Can you rename "Category" to "Class" in the stretch of rows from the start through the line containing "(1346, 805)" and return only that stretch, with everything else unchanged?

> **DATASET ENTRIES**
------------------------------------------------
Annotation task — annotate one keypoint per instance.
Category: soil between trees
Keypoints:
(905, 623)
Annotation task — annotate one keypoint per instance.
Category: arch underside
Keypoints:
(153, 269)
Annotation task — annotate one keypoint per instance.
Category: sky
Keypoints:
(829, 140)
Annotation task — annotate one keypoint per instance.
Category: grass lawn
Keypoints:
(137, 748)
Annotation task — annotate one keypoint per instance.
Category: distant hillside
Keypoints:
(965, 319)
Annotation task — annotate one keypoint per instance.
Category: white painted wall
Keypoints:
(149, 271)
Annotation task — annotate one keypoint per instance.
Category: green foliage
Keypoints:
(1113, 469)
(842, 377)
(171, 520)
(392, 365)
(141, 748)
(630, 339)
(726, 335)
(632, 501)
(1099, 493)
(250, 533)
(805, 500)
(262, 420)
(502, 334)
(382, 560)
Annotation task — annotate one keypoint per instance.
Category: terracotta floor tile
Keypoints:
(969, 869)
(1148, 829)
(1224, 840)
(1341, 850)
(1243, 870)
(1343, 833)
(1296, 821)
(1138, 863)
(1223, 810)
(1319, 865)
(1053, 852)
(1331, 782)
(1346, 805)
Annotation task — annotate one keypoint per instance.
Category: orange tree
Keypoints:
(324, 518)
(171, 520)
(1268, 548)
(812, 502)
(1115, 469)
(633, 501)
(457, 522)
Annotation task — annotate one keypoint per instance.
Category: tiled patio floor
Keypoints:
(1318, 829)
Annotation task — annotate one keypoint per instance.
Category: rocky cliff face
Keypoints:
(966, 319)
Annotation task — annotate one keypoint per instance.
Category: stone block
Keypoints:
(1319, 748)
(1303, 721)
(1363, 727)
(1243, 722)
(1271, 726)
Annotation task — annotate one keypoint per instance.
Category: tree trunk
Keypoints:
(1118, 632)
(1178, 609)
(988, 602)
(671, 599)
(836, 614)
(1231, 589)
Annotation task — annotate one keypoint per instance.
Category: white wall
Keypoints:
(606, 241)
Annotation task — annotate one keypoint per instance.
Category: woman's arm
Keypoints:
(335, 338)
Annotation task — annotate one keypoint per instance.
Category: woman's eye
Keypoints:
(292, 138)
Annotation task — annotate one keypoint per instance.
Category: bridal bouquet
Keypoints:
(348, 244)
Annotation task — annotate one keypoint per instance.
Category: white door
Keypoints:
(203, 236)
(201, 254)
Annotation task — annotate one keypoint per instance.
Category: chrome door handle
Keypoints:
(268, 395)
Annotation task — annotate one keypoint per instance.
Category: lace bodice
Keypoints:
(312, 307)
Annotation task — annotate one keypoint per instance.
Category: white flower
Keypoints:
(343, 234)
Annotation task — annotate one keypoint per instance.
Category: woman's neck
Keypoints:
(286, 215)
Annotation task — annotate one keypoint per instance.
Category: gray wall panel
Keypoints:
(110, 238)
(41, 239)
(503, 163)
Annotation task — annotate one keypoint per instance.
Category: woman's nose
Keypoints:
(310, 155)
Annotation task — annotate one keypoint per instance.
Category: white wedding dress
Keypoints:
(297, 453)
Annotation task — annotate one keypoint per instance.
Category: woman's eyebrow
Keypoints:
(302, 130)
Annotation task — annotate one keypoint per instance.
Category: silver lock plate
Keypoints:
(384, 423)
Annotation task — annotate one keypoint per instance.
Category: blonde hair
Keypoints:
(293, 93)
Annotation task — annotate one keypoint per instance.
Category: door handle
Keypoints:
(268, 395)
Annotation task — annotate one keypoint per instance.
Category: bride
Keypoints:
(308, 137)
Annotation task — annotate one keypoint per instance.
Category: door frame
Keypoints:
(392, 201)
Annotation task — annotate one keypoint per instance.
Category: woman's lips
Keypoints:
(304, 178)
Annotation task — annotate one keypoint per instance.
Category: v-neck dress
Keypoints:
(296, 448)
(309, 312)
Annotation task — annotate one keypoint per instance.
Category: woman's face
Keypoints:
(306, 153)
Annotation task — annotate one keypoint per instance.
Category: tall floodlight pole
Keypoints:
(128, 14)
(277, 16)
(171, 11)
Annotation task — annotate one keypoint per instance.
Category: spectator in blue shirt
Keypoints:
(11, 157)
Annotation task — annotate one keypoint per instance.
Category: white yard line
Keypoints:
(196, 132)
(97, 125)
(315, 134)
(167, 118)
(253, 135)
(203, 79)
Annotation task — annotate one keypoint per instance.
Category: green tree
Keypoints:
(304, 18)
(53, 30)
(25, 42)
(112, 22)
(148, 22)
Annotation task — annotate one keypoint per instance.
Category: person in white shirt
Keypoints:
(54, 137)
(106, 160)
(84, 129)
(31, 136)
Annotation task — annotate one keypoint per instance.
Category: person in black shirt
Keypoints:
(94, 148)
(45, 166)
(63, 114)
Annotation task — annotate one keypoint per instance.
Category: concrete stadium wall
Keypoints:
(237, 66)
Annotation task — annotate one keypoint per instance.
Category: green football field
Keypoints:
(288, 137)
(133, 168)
------------------------------------------------
> **RESULT**
Annotation task — annotate one keypoint per instance.
Class: soil between trees
Keypoints:
(905, 623)
Annotation task — annotate one keypoint per instance.
Class: arch underside
Keypoints:
(153, 269)
Annotation task — annotate one keypoint per instance.
Class: sky
Keypoints:
(829, 140)
Annotation task — annotate one keypoint per instance.
Class: grass lawn
Keypoints:
(137, 748)
Annotation task — annotate one keypoint per instance.
Class: distant hillside
Keypoints:
(965, 319)
Annotation task — annotate one keypoint per instance.
Class: white painted wall
Keypoints:
(149, 271)
Annotation task — annotate one keypoint per instance.
Class: green foliage
Keypoints:
(1113, 469)
(842, 377)
(171, 520)
(392, 365)
(141, 748)
(630, 339)
(726, 335)
(632, 501)
(1099, 493)
(250, 533)
(805, 500)
(262, 420)
(502, 334)
(382, 560)
Annotation task — annotate one keypoint per instance.
Class: terracotta floor tile
Keypoints:
(969, 869)
(1148, 829)
(1224, 840)
(1341, 850)
(1243, 870)
(1343, 833)
(1296, 821)
(1138, 863)
(1223, 810)
(1319, 865)
(1053, 852)
(1331, 782)
(1346, 805)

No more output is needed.